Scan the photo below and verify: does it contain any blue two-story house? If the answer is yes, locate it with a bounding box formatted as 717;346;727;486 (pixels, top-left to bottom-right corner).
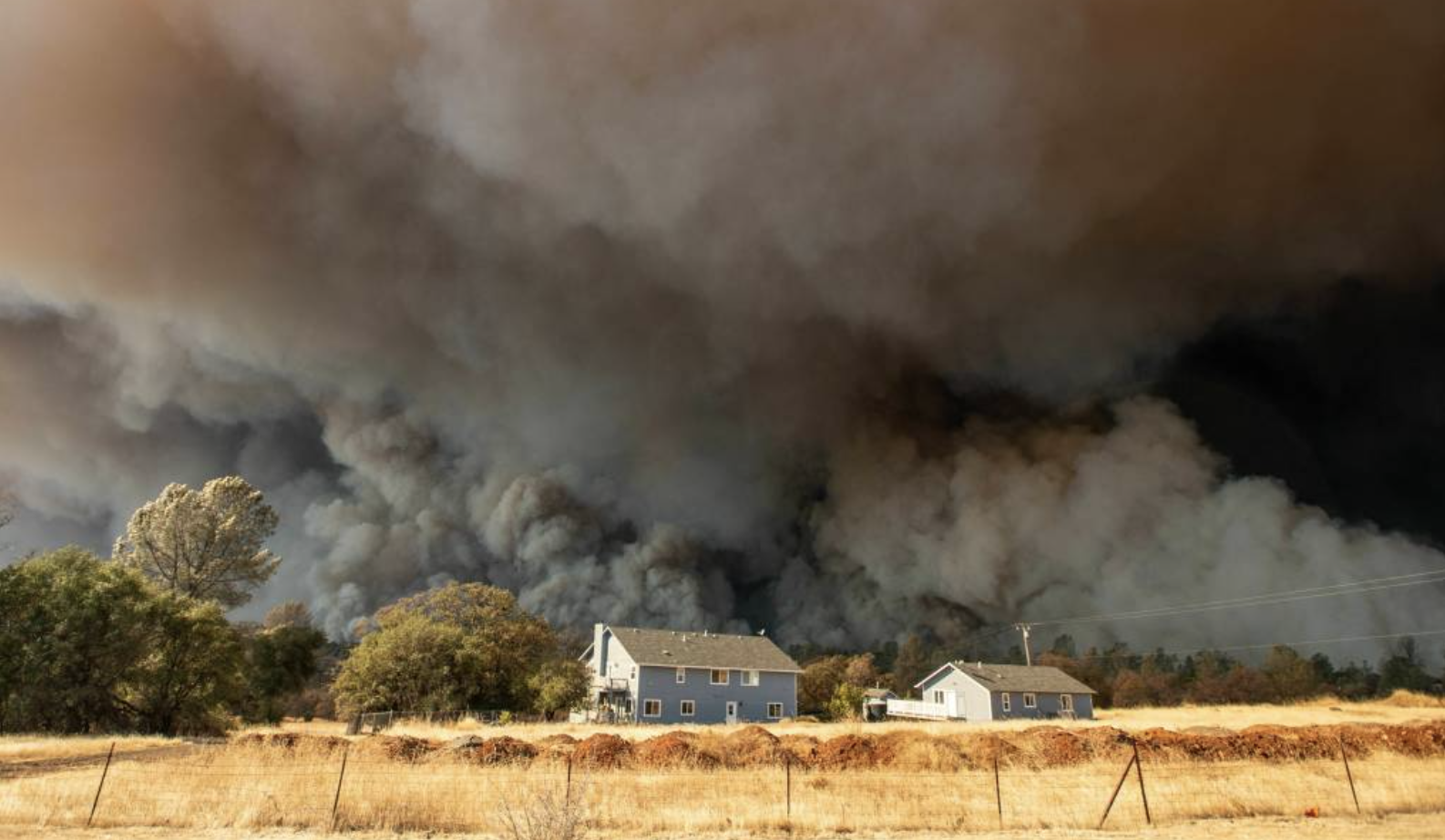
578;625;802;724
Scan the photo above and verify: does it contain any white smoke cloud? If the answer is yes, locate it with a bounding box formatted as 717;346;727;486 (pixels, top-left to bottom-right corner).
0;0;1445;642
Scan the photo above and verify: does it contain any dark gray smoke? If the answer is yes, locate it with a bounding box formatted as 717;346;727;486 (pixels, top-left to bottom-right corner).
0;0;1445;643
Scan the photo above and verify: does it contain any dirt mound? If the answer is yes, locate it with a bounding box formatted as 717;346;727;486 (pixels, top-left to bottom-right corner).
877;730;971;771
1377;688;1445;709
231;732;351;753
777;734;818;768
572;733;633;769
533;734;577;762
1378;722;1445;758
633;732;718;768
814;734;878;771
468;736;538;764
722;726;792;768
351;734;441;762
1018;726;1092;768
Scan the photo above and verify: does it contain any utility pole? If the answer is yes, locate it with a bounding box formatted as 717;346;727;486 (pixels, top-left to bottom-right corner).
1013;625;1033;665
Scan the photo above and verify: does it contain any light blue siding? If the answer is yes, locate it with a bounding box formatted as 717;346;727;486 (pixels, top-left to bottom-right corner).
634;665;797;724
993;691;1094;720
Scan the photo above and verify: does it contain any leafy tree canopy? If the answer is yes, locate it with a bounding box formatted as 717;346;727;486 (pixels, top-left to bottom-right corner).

-------

TASK INSTRUCTIONS:
Rewrite every item above, replacing "verify" with "determine" and changing nothing else. Omit the pictures from your version.

SOLUTION:
Scan the photo below and determine: does it contain any blue two-story house? If the answer is yes, locate it with a bounding box formatted as 717;346;727;486 (pixels, top-left to bottom-right corner).
578;625;802;724
Scan the photo above and determine: does it contain any white smoke cloud? If the answer is yes, locate it with a bounding box formatted as 717;346;727;486 (pixels, top-left to bottom-right corner).
0;0;1445;642
Scan the photo above and determine: does it contain any dark gray smoke? If the answer is yes, locate it with a bounding box formatted as 717;346;727;486 (pixels, top-left to bottom-right corner).
0;0;1445;643
Scan the photo above and determine: does it contain any dirt mound? If the answer is yes, locate it with a bounding box formatted as 717;346;727;486 (pixels, top-left to bottom-right corner).
877;730;971;771
1377;688;1445;709
231;732;351;753
777;734;818;768
572;733;633;769
533;734;577;762
1378;722;1445;758
633;732;718;768
814;734;878;771
468;736;538;764
722;726;792;768
351;734;441;762
1018;726;1092;768
Scan the photo above and determine: does it contain any utility pole? If the answer is yes, locate it with a bounding box formatted as 717;346;727;486 (pixels, top-left to bottom-right corner).
1013;625;1033;665
Scan the photo above and determine: does it contain any light blue siding? If the answer is yes, locate it with a bounding box formatted as 717;346;727;486 (pixels, top-left to bottom-right corner).
634;665;797;724
993;691;1094;720
Scan the photo above and determine: does it contain any leafy tree canopy? If the answer is yes, locate it with a bounding box formatted as 717;346;727;486 (pixels, top-left to bottom-right corner).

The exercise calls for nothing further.